▶ [EXERCISE GOAL]
Please output as a numbered list the lines of the records from the line with "The pointer SHOULD return, for each instance of the steel" up to and including the line with "[[612, 224]]", leaving out any blank lines.

***

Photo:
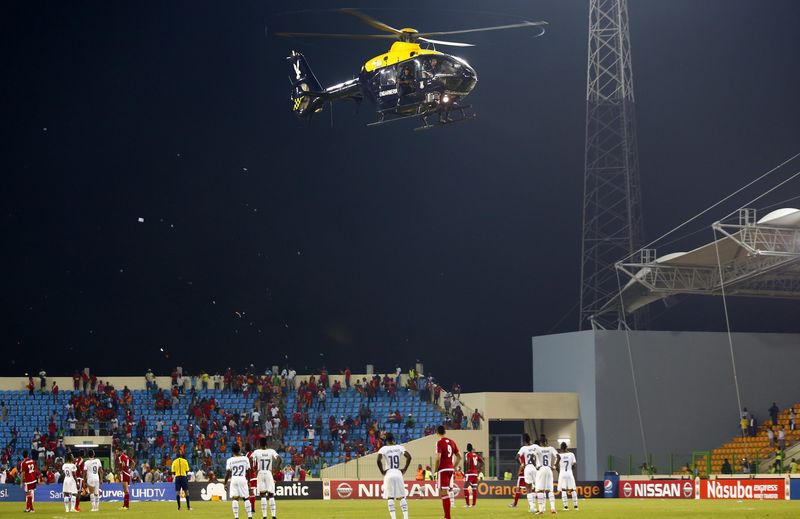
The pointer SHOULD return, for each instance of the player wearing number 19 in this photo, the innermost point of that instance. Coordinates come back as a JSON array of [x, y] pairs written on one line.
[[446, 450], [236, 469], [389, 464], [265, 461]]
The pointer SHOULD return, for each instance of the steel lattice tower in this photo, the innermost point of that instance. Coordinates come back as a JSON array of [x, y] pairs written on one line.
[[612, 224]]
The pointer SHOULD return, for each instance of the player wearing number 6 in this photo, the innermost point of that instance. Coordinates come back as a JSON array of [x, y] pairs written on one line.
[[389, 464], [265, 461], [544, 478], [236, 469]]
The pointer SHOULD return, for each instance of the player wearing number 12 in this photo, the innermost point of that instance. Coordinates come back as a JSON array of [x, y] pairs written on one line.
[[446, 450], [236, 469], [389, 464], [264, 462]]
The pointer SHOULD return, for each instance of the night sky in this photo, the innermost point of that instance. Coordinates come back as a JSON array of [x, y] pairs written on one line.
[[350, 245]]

***

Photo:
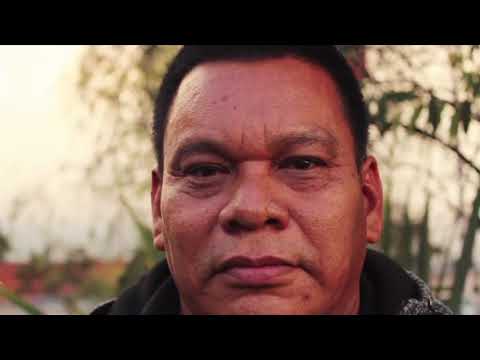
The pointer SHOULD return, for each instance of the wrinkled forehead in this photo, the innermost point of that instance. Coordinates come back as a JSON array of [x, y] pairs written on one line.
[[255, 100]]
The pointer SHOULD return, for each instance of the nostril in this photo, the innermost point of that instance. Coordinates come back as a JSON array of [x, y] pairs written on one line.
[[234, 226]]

***

▶ [TASK RESULT]
1. The pointer SHOULD return, for each instance of the steel lattice tower in this photo, the innermost point of that instance. Coordinates come back as a JSON array of [x, y] pairs written on one line.
2. [[612, 224]]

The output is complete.